--- Excerpt to read Enclosed Below ---
Health and Wellness: Lives Depend On It

June 1, 2015, Department, by Detrick L. Stanford, CPRP

Detrick L. Stanford, CPRP, Chair of NRPA's Board of Directors.Fortunately, in recent years health and wellness awareness and initiatives have begun to take center stage in communities throughout our nation. We, in the park and recreation profession, are fortunate to have within our inventories and reach an incredible number of resources to provide opportunities for health and wellness at any age. This greater access to resources means we also have a larger responsibility to emphasize the impacts of healthy choices related to our Health and Wellness Pillar as if lives depend up on it — because they do!

We all know about the many studies that prove, time and time again, the value that active play, exercise and outdoor activities have in curbing a long list of chronic diseases that impair both physical and mental health. In addition, we have proof that parks and recreation activities and facilities build connections among residents, help strengthen the economy of a community, and ultimately lead to a better quality of life for all. As we continue to nurture and develop future generations, we must understand the opportunities and challenges of health issues facing our youth. Throughout the nation young people are facing an obesity crisis. Today we are seeing too many diseases that were, not too long ago, rarely linked to young people (e.g. high blood pressure, diabetes, etc.). It appears to me that today’s rapid advancements, whether in the field of technology or environmental changes in our communities, are inherently linked to and encourage sedentary lifestyles.

So, what can we do to advocate for change? How do we, as leisure professionals, become agitators for advancing an enhanced, healthier direction for future generations? 

  • Tell better stories about the concrete benefits in the relationship among health, wellness and leisure activities.
  • Be creative in programming and providing outdoor recreation areas specifically designed to promote healthy outcomes.
  • Work toward making sure all communities have equal access to services based on established national standards.

Through the concerted efforts outlined above, we can be the difference makers within our respective communities. And, when we are asked the question, “What is your profession,” we can respond with a resounding, “We save lives for a living.”

Detrick L. Stanford, CPRP, is the Chair of NRPA's Board of Directors.
--- End of Enclosed Excerpt to read ---
--- Input data Enclosed Below ---
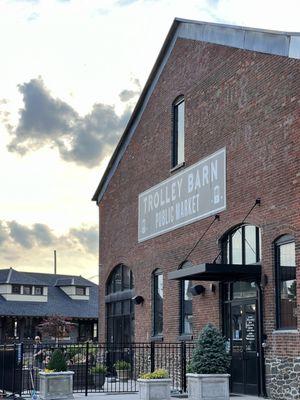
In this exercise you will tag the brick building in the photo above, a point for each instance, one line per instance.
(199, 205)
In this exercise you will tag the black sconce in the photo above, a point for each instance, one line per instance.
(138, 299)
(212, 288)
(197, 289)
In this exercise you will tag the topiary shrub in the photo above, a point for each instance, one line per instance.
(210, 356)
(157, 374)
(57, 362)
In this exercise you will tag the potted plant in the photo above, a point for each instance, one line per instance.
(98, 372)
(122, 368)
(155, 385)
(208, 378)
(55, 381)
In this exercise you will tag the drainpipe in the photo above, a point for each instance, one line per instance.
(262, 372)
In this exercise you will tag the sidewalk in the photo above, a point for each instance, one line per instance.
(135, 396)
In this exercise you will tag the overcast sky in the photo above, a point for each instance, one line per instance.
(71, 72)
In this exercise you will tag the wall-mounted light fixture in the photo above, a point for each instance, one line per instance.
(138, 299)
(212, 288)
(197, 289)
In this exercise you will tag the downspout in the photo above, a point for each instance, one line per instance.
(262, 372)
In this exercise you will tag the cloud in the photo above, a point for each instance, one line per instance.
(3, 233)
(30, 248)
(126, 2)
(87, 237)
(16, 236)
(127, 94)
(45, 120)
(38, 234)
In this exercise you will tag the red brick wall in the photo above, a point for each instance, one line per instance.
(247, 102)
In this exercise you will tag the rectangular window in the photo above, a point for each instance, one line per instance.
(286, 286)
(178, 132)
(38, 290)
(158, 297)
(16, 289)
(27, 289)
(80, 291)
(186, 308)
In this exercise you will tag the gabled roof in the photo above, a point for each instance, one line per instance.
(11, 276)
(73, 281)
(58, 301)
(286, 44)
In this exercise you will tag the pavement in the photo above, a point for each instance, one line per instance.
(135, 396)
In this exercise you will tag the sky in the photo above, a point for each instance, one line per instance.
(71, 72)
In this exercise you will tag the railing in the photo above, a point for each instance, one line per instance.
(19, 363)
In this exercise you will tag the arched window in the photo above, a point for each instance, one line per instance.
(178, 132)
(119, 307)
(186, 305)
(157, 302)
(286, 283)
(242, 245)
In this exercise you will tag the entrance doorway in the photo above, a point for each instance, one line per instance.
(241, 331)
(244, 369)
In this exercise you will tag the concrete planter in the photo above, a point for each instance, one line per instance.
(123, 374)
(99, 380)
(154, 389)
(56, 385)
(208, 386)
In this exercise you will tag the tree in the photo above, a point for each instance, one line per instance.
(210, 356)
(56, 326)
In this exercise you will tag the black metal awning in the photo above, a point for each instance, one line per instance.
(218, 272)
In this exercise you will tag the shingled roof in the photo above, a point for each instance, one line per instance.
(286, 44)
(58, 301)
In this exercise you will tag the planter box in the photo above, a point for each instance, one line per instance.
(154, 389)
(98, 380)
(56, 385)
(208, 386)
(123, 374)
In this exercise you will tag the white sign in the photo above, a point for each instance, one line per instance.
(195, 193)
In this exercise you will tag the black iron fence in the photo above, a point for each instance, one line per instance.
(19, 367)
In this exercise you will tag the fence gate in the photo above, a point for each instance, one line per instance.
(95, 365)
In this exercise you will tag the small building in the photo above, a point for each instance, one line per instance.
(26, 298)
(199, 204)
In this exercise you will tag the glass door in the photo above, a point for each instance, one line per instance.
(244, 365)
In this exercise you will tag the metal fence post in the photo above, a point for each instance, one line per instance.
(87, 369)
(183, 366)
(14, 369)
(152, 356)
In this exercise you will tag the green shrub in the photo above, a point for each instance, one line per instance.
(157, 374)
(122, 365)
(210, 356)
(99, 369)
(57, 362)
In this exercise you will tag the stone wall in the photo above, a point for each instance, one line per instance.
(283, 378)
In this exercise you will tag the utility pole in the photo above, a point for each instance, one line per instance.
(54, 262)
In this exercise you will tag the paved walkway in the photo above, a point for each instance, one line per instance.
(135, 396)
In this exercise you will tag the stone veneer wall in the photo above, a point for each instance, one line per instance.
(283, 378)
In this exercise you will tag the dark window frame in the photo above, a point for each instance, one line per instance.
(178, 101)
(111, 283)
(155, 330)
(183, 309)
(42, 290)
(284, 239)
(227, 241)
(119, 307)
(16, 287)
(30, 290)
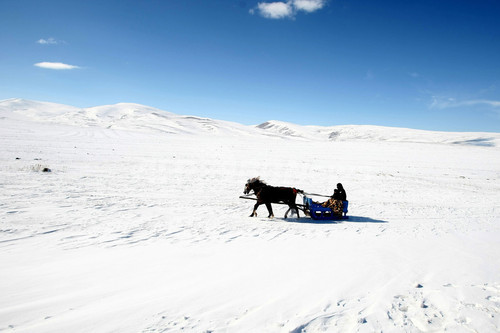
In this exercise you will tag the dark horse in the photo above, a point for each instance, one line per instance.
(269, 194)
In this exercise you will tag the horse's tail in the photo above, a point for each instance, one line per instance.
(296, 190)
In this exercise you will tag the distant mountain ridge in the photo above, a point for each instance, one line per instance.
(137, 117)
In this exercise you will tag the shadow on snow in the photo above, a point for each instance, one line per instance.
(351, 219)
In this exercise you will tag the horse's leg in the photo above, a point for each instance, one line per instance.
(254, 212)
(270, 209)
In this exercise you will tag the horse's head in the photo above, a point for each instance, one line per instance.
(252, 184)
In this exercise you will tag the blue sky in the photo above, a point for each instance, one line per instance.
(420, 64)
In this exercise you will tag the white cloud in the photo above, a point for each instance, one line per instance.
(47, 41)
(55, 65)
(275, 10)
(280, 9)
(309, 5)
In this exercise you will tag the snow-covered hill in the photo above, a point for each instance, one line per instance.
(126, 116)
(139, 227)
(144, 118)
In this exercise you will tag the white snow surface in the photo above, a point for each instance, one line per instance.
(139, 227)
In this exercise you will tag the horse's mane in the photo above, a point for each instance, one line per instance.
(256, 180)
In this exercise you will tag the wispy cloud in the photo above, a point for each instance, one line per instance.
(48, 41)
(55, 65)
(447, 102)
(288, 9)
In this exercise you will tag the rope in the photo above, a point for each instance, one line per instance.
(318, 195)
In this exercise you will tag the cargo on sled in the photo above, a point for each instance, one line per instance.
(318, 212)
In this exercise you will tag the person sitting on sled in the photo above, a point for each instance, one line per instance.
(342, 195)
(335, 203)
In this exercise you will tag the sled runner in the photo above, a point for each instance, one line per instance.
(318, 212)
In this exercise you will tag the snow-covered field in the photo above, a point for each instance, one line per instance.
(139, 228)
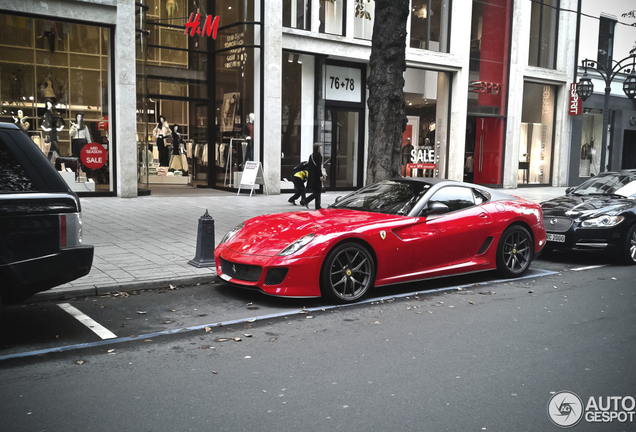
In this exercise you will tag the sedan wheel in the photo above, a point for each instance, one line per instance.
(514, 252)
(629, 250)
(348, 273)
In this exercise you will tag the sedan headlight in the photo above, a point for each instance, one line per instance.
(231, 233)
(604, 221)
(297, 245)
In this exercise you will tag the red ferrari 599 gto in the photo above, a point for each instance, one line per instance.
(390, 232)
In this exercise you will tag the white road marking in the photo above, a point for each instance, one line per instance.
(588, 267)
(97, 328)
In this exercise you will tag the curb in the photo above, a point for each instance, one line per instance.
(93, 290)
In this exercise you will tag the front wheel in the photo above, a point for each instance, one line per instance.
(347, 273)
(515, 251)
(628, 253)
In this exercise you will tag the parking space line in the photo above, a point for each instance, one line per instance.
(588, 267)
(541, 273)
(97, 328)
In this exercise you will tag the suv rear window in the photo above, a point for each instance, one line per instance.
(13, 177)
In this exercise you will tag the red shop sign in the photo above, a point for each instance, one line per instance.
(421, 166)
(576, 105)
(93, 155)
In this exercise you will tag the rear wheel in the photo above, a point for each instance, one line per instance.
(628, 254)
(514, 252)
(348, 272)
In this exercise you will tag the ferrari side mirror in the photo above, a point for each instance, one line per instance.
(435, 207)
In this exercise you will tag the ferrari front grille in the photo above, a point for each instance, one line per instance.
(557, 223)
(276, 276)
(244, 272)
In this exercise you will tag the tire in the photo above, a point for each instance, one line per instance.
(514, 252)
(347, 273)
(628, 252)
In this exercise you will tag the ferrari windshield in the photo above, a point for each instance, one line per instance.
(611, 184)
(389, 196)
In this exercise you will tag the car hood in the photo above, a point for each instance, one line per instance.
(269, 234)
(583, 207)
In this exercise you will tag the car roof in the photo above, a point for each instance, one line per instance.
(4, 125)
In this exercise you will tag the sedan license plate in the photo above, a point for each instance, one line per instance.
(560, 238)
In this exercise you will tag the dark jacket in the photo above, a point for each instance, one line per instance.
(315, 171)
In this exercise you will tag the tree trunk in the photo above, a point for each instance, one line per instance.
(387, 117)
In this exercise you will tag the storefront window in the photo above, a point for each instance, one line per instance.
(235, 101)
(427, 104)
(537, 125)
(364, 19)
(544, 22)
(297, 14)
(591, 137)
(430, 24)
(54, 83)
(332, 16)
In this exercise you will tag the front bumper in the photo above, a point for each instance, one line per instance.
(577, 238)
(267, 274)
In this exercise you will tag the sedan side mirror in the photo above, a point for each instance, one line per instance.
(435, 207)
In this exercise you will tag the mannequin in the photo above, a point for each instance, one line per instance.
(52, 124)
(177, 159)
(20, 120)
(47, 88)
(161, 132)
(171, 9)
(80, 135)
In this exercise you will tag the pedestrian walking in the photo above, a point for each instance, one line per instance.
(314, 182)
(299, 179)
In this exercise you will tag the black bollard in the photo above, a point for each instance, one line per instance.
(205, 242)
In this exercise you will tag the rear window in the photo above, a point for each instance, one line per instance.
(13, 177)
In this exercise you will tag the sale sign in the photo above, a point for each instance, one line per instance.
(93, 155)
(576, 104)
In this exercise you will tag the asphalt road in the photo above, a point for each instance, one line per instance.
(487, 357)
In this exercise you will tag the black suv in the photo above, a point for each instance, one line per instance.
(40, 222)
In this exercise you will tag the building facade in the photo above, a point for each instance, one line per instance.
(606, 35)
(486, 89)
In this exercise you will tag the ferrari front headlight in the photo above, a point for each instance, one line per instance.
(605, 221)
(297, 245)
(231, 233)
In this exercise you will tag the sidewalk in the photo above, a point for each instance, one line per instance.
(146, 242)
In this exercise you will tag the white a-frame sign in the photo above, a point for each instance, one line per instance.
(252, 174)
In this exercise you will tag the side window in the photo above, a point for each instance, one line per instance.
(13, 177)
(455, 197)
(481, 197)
--- End of Enclosed Input data ---
What you should do: Condense the paragraph of the article on health and wellness that begins "We all know about the many studies" into a short bulleted list that keeps its main facts. None of this material is needed.

Your response:
- Studies repeatedly show that active play, exercise and outdoor activities help curb many chronic diseases that impair physical and mental health.
- Parks and recreation activities and facilities build connections among residents, strengthen a community's economy and lead to a better quality of life for all.
- Developing future generations requires understanding the health issues facing youth.
- Young people across the nation face an obesity crisis and diseases once rarely linked to them, such as high blood pressure and diabetes.
- The writer sees today's rapid advancements in technology and environmental changes in communities as linked to sedentary lifestyles and as encouraging them.